Task brief - Scan the material for the string "distant" and copy out every line in which it occurs.

Entries provided -
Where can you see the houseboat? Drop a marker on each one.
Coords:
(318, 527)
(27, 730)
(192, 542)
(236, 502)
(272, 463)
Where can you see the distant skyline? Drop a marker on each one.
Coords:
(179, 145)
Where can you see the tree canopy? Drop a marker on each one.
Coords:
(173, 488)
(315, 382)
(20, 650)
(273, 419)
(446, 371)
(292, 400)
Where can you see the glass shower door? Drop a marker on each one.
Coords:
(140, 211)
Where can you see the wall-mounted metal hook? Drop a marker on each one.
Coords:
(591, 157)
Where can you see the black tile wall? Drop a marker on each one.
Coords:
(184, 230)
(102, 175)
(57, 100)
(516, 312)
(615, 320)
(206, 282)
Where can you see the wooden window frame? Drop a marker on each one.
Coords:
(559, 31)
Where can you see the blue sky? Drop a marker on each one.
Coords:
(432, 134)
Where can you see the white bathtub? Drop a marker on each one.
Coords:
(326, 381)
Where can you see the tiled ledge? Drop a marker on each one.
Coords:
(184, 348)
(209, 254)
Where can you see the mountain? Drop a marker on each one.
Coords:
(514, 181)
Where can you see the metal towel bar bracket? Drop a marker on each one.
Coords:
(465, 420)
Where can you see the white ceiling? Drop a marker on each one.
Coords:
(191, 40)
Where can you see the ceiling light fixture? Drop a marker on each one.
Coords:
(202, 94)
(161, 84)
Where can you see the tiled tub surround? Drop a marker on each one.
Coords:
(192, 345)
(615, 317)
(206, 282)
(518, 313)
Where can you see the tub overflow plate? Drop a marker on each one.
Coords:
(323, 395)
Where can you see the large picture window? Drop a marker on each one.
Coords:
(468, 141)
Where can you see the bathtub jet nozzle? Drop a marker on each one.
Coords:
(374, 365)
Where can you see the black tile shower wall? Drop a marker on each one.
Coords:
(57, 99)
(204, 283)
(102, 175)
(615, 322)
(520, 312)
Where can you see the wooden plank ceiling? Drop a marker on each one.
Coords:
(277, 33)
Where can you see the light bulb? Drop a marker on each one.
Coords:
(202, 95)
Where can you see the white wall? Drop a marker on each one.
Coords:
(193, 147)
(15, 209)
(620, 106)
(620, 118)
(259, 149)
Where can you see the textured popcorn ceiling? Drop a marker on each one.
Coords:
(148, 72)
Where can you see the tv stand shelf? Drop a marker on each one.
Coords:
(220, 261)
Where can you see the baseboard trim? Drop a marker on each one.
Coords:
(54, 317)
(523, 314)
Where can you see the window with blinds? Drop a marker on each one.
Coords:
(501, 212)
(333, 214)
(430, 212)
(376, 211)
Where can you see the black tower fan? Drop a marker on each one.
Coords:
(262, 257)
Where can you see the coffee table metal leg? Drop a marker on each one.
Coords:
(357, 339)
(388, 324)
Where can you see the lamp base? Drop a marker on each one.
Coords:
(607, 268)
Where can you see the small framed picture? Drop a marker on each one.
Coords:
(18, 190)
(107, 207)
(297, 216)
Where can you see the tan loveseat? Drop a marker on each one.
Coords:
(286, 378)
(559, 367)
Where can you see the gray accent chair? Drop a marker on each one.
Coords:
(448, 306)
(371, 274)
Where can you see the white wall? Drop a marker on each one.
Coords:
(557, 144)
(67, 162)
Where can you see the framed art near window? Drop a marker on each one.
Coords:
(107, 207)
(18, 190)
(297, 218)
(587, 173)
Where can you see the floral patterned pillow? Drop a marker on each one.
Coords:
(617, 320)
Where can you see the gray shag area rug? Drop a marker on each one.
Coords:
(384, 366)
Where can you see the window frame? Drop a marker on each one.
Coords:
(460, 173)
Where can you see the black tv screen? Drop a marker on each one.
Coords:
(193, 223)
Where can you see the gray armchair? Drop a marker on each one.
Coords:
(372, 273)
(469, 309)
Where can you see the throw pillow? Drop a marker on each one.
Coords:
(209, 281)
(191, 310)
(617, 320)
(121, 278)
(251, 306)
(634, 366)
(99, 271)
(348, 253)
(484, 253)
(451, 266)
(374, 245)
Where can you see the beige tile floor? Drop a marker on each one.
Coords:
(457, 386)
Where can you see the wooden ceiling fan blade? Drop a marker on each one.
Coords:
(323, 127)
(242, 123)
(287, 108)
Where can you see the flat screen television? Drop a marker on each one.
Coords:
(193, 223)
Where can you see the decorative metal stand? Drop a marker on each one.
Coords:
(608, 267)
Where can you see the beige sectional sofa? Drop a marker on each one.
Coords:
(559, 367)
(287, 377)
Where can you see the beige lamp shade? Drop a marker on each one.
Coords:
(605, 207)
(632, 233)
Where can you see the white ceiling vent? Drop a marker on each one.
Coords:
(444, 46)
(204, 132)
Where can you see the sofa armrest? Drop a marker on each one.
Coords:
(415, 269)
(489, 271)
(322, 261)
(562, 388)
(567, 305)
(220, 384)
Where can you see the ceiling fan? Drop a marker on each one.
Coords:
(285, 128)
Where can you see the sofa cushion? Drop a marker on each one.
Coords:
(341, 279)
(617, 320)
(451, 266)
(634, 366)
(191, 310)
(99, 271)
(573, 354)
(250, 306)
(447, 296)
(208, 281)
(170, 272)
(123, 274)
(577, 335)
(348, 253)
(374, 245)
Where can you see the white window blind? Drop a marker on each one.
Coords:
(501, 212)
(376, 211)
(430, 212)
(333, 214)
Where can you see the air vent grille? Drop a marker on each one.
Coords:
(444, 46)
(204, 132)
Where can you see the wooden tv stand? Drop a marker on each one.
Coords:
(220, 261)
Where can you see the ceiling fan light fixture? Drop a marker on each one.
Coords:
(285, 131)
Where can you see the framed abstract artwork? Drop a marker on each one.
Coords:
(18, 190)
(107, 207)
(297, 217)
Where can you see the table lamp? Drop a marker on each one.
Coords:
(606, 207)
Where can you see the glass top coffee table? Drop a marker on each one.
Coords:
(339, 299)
---
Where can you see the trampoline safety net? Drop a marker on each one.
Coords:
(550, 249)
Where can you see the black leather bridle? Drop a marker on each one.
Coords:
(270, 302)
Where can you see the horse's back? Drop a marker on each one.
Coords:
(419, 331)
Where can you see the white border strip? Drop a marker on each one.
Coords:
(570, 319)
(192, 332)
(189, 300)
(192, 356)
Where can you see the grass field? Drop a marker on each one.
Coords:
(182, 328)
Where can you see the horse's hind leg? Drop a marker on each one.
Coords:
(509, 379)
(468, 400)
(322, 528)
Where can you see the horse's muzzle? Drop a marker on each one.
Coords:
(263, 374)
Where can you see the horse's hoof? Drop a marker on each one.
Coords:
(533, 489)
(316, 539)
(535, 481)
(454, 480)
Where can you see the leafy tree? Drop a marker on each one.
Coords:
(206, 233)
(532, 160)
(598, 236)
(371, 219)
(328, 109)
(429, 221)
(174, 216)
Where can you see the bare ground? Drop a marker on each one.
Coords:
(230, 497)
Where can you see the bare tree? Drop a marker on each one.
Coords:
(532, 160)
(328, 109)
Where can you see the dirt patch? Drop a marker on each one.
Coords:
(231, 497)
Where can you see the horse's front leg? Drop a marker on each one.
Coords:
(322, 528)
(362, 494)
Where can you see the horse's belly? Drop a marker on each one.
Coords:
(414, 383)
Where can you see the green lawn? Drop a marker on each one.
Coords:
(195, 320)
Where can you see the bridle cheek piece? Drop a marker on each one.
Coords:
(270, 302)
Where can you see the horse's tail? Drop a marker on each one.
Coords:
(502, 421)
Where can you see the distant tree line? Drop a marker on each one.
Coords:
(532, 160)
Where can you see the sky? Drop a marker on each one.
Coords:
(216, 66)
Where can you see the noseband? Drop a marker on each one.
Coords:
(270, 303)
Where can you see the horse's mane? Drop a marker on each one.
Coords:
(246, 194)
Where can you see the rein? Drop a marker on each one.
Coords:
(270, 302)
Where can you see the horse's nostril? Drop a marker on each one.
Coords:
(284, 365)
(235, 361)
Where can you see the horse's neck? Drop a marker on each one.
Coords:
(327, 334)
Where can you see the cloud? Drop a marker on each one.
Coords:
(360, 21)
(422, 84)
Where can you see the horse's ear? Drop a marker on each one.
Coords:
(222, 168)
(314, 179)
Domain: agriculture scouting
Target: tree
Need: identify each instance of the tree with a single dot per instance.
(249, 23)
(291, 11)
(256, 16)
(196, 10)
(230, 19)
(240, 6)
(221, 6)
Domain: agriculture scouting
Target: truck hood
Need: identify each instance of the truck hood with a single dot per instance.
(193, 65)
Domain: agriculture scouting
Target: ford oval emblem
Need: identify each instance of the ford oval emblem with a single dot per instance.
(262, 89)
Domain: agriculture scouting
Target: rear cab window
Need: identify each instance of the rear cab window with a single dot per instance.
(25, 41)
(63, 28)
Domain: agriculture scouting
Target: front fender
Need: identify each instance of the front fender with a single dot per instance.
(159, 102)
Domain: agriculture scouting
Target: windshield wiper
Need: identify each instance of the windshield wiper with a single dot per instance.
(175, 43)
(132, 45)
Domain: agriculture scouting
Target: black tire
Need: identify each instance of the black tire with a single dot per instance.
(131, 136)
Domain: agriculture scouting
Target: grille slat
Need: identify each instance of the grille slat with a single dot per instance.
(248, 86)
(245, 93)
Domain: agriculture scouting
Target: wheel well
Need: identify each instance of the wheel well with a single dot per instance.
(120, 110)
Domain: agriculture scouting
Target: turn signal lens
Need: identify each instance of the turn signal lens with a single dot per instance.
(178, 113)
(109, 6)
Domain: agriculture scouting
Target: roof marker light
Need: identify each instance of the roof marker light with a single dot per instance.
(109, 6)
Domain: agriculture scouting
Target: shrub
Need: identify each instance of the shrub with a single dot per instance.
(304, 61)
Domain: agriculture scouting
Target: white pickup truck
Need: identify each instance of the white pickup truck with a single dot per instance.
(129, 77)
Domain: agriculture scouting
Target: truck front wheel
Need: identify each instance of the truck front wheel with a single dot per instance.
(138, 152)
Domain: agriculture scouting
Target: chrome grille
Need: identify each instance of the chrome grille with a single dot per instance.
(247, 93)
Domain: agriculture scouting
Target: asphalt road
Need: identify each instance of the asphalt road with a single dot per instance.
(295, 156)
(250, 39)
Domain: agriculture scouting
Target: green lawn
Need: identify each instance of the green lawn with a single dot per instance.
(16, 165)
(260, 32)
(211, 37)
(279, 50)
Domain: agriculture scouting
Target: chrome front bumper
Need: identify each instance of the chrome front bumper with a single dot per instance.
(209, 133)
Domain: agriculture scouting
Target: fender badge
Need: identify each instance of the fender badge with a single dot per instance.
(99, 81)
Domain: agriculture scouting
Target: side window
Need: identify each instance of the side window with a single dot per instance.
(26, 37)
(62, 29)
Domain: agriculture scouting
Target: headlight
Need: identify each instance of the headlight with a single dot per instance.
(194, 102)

Finished task -
Where can you see the distant skyline? Drop a marker on each one.
Where can you see the distant tree line? Drop a marker on each one.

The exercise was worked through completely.